Task: Nothing other than the lines from the one containing "Field-scouting task: mark every instance of the cloudy" through the close of the entries below should be printed, each exactly.
==========
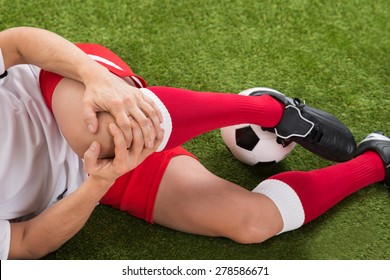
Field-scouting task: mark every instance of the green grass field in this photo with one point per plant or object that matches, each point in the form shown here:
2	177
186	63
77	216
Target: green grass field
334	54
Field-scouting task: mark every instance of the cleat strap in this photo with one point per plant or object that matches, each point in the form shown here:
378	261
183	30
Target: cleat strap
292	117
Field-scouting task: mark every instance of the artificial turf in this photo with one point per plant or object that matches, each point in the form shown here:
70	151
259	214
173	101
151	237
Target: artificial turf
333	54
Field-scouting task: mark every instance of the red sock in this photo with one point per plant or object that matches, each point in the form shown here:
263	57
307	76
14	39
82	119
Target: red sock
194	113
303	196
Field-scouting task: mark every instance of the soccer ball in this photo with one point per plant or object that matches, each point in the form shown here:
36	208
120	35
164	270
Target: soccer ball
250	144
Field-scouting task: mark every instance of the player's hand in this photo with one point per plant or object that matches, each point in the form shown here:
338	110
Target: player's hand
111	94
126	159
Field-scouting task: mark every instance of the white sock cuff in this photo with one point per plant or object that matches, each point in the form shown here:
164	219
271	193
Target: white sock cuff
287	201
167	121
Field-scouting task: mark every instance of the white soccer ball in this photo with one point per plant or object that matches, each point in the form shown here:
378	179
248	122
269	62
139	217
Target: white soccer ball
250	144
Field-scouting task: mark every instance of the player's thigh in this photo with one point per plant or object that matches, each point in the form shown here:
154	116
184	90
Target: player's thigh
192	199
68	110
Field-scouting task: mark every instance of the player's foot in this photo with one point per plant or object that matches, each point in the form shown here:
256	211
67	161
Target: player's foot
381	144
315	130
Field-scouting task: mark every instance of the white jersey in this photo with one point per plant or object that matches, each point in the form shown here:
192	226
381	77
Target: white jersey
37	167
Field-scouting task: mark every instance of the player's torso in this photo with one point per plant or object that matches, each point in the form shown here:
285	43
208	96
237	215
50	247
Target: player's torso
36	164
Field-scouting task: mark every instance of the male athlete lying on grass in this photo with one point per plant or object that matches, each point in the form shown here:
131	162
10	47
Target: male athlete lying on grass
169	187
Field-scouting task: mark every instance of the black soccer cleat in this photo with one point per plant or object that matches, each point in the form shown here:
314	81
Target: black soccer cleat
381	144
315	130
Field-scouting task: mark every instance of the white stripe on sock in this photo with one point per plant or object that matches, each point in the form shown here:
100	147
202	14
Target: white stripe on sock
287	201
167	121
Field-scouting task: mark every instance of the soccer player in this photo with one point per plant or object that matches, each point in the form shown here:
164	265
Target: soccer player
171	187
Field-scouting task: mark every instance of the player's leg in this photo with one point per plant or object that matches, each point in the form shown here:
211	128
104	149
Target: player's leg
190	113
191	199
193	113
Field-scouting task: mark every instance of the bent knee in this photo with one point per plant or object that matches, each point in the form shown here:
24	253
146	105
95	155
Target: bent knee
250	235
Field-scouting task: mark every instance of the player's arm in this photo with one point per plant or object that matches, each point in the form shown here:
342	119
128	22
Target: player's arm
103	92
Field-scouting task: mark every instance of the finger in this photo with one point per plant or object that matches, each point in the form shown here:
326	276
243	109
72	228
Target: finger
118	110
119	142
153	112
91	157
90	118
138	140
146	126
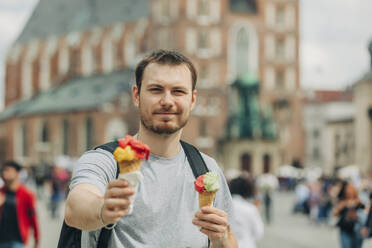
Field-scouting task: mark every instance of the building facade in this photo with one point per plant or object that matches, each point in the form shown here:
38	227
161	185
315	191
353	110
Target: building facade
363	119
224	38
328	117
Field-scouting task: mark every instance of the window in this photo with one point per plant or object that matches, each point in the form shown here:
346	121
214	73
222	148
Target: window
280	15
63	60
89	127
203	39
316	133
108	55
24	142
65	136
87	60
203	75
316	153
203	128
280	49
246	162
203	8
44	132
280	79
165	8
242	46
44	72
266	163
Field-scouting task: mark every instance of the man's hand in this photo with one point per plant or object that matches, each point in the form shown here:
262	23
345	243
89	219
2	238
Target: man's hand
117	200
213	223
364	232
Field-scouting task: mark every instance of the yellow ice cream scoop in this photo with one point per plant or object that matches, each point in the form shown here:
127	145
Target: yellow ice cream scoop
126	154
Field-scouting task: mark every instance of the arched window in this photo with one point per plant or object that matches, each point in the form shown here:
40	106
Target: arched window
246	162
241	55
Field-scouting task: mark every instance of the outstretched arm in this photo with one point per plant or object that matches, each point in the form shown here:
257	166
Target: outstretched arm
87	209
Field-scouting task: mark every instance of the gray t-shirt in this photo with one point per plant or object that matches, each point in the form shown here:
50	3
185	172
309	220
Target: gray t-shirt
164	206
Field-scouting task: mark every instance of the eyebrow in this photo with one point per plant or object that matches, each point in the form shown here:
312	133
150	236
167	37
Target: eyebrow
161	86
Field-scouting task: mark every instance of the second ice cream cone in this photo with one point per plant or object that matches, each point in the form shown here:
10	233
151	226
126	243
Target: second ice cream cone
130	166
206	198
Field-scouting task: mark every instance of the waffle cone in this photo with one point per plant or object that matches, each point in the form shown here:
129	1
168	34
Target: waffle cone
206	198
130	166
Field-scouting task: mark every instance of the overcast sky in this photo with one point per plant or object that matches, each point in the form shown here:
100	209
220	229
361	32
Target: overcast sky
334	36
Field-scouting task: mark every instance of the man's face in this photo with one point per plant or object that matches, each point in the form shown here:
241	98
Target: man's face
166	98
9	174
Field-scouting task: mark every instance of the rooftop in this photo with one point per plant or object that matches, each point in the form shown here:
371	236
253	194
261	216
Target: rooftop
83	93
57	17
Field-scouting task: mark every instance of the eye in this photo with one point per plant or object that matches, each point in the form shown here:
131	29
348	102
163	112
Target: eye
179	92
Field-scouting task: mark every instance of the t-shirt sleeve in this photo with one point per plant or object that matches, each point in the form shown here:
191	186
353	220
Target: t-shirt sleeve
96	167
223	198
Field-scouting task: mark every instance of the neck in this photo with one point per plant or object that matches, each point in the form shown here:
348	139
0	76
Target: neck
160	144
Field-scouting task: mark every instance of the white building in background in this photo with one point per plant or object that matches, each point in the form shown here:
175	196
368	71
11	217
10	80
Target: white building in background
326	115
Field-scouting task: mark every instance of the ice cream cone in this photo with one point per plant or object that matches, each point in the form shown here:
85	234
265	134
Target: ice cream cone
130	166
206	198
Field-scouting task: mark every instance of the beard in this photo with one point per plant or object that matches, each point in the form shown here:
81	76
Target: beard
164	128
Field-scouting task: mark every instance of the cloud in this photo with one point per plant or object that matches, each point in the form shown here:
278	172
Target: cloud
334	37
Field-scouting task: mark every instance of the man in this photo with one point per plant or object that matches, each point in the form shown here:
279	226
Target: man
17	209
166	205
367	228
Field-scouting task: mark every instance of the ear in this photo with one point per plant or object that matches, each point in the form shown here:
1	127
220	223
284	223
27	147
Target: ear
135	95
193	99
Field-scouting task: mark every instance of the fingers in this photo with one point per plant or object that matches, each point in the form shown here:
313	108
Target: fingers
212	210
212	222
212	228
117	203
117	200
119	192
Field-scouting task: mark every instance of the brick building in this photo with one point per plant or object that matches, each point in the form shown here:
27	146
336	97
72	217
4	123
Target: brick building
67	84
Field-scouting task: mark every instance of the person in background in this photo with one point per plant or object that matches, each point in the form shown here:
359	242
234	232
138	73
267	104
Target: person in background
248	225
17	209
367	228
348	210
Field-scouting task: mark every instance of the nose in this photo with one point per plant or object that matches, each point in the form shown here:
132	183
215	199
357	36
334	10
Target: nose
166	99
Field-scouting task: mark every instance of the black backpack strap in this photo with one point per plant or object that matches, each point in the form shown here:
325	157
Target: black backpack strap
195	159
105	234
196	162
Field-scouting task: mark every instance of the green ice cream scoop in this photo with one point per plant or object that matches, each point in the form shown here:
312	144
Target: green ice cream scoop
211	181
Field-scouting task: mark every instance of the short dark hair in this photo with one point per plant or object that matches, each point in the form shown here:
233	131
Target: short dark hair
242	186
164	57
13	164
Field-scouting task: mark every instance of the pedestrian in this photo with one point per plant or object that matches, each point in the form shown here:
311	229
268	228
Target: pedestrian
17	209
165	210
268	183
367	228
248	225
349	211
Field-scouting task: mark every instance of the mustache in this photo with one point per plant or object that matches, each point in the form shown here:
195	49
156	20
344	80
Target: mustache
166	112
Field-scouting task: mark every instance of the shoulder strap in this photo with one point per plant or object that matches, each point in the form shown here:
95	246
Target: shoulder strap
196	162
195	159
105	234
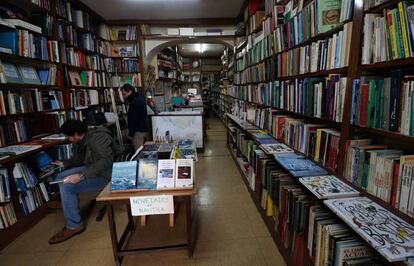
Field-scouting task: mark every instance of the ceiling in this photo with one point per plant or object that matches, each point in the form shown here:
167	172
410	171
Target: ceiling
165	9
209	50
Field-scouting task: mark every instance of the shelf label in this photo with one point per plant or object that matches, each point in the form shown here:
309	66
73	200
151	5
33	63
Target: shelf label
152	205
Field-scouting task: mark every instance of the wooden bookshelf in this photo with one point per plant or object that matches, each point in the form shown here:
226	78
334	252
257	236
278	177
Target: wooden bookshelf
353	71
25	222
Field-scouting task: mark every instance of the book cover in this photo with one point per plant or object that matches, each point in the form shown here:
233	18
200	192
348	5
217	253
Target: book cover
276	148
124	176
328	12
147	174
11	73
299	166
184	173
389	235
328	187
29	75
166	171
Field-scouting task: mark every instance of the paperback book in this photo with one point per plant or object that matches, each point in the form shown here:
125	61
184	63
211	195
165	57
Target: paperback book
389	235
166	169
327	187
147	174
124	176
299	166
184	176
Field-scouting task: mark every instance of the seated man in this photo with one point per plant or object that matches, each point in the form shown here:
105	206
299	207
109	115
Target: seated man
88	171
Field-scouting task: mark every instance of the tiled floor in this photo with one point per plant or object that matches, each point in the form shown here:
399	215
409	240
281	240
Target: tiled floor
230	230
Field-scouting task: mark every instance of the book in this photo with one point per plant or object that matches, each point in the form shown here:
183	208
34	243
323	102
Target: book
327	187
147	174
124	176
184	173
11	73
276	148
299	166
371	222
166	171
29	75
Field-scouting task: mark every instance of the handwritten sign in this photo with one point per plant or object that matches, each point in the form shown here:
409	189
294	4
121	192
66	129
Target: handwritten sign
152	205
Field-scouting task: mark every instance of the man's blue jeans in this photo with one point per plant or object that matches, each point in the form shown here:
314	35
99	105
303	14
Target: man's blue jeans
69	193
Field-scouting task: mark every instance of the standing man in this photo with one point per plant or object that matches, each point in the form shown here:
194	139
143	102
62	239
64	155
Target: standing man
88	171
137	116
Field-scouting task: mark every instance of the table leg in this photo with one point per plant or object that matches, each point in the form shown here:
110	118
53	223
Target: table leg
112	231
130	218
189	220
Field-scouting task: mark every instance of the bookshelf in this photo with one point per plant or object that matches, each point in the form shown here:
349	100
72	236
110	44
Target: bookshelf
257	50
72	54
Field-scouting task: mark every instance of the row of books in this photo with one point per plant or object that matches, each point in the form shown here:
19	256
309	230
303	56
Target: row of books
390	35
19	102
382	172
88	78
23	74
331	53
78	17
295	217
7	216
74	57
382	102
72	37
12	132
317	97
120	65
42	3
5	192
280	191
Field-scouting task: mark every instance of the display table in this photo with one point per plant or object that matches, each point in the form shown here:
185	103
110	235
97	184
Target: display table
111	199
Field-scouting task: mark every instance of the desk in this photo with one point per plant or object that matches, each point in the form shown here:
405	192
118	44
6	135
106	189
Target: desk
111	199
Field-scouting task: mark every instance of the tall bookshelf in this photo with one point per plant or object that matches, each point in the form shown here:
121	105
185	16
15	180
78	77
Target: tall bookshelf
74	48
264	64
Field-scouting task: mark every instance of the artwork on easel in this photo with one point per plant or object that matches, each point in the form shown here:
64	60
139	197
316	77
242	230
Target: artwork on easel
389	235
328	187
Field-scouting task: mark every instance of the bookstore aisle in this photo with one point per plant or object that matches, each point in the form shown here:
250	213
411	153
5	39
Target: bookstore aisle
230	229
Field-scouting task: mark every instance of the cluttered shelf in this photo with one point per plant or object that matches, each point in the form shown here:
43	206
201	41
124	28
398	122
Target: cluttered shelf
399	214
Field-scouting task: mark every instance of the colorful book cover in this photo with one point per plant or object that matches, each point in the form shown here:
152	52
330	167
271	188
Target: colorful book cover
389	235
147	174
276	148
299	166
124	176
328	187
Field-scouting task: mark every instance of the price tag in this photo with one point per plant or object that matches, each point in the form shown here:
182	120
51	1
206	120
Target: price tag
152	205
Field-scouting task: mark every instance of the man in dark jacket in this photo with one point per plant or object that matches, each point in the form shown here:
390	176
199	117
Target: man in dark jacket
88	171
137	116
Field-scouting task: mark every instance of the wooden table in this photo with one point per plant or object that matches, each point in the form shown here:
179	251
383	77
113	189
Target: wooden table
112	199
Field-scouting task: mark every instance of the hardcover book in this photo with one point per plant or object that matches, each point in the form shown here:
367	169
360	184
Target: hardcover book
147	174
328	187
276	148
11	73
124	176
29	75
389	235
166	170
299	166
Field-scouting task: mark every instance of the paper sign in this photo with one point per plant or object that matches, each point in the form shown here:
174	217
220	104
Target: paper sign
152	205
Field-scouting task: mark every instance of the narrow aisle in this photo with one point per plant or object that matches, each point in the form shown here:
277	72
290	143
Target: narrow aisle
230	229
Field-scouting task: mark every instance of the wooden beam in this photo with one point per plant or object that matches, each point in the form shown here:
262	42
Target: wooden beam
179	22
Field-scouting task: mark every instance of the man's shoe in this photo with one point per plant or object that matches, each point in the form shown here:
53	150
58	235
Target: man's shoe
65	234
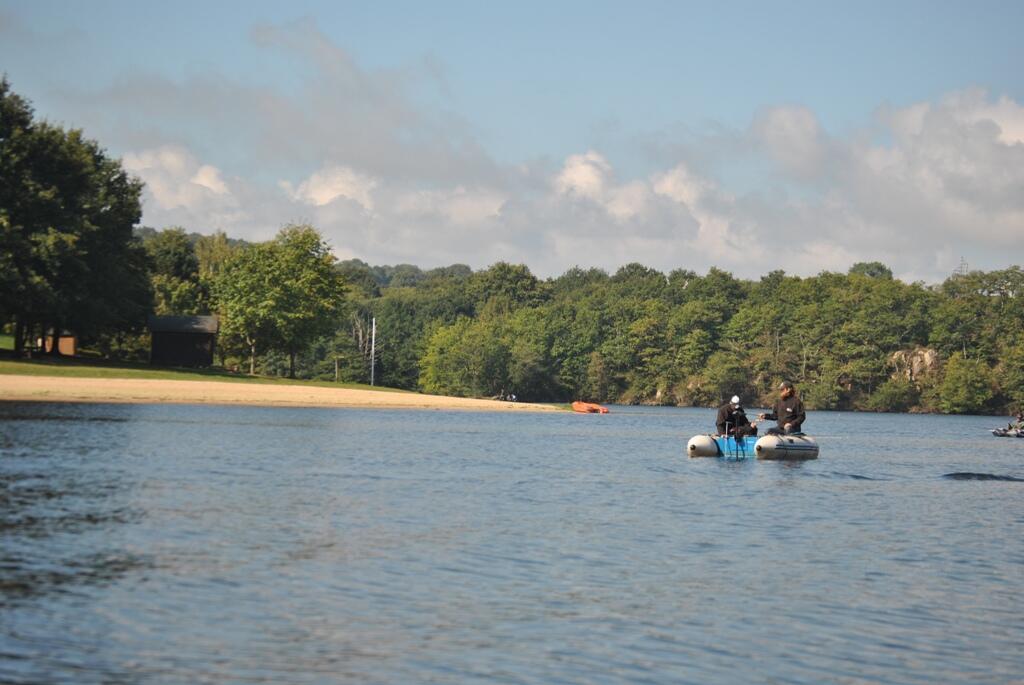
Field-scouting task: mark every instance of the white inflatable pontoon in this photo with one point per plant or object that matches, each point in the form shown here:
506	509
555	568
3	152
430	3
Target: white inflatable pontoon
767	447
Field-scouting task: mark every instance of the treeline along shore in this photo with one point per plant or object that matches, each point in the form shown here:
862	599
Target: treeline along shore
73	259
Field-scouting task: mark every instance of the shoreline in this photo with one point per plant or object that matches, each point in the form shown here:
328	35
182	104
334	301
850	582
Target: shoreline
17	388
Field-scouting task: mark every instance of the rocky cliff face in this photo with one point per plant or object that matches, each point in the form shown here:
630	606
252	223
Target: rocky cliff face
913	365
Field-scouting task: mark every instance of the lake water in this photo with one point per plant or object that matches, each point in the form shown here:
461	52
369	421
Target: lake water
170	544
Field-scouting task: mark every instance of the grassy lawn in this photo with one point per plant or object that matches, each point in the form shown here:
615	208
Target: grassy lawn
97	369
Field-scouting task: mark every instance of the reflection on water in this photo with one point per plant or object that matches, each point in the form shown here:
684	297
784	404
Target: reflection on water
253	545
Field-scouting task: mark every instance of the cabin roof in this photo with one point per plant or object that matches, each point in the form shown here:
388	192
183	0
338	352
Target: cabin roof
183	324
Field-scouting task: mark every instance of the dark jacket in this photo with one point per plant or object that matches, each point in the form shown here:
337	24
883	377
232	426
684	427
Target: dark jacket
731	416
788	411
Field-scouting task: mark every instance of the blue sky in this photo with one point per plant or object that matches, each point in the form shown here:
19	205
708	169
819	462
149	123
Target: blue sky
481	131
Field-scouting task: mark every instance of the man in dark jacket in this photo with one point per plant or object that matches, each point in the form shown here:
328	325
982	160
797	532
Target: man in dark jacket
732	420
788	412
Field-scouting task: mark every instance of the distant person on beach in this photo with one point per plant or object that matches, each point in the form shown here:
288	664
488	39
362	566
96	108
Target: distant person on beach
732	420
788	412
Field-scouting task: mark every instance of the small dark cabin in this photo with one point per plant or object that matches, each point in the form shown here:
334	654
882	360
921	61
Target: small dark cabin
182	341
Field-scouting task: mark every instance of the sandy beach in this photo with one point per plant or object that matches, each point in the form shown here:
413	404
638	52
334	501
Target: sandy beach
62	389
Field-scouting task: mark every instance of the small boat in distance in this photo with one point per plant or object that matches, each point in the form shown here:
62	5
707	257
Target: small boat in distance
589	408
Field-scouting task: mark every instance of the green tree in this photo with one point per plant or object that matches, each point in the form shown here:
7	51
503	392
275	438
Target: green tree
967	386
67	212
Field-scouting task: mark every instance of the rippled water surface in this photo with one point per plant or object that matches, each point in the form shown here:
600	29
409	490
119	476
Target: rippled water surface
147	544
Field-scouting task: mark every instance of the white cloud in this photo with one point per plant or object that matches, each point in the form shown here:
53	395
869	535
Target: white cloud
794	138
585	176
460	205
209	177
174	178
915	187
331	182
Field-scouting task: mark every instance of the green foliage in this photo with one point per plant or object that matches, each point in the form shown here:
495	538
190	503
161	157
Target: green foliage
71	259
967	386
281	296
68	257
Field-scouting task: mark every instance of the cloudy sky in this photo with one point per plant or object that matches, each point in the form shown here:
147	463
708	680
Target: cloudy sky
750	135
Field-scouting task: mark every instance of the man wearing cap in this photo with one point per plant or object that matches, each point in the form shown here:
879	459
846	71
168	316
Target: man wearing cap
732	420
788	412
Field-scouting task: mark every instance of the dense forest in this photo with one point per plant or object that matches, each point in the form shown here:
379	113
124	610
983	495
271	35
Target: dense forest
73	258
==========
Written answer:
Field-scouting task: mark every instance of the cloudy sky in this photo with one point per plant or object that matches, each point in the form shown here:
147	463
708	680
Target: cloudy sky
750	135
Field-scouting task: mark every instance of the man wearing cap in this photo with one point per plant or object that matches, each point in the form shown here:
879	459
846	71
168	316
Target: man wearing cap
732	420
788	412
Field-scouting task: mark every instance of the dense forest in this photo with one point per plant or object that matches, each point in the form shown here:
379	113
124	610
983	495
271	35
Target: dense forest
73	258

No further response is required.